### RAW RECORDS
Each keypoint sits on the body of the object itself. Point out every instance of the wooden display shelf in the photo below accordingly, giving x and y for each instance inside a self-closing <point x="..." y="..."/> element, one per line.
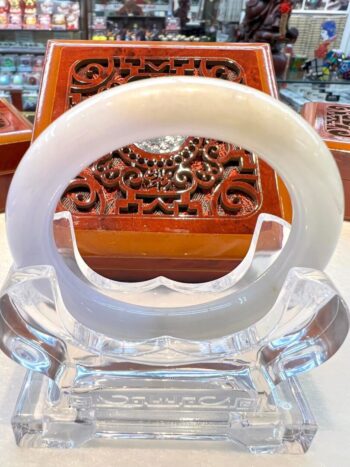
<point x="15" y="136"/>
######
### RAW RECORDS
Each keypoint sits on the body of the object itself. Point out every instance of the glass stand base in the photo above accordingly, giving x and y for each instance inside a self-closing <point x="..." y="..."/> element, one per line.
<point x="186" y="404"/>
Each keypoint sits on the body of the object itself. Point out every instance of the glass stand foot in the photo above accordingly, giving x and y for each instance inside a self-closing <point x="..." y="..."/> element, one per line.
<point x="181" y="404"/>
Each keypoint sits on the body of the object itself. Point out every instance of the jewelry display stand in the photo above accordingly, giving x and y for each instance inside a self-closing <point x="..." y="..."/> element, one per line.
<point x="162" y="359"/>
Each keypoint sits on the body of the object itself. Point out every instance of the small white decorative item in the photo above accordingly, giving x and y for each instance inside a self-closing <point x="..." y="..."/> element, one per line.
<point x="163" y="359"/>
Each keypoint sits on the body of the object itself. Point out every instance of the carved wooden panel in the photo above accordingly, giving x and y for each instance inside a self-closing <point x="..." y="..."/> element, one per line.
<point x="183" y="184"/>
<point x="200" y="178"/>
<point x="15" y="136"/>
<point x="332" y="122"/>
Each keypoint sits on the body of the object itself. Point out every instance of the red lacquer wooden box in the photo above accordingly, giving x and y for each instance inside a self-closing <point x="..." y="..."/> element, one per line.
######
### RAW RECORDS
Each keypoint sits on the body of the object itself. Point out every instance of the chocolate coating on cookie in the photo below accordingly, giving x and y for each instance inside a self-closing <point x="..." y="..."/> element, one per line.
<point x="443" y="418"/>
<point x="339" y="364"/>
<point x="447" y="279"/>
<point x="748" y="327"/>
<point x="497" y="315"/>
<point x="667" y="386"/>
######
EXERCISE PROMPT ▸
Reproduce the lines of the records starting at the one containing "of the small" and ending at the one containing "the red lacquer", with both of those lines included.

RESULT OF THE TASK ▸
Each keypoint sits on the body of the object itself. Point out every instance of the small white decorative item in the photo above accordingly, giving x and y for each instance inside a self-closing <point x="..." y="..."/> element, one per line.
<point x="163" y="359"/>
Each keypoint sits on the body of the object itself. Point out every instance of the carved wooden panel in the photo above accordingly, giving x and y for each instance inside a self-closing <point x="..." y="..."/> element, one per line.
<point x="183" y="184"/>
<point x="200" y="178"/>
<point x="15" y="136"/>
<point x="332" y="122"/>
Each keypoint sits on the body of the object itself. Point out every instance of the red lacquer wooden box in the photo above accordingly, giving x and y for each instance inside a self-closing <point x="..." y="..."/> element, one per line.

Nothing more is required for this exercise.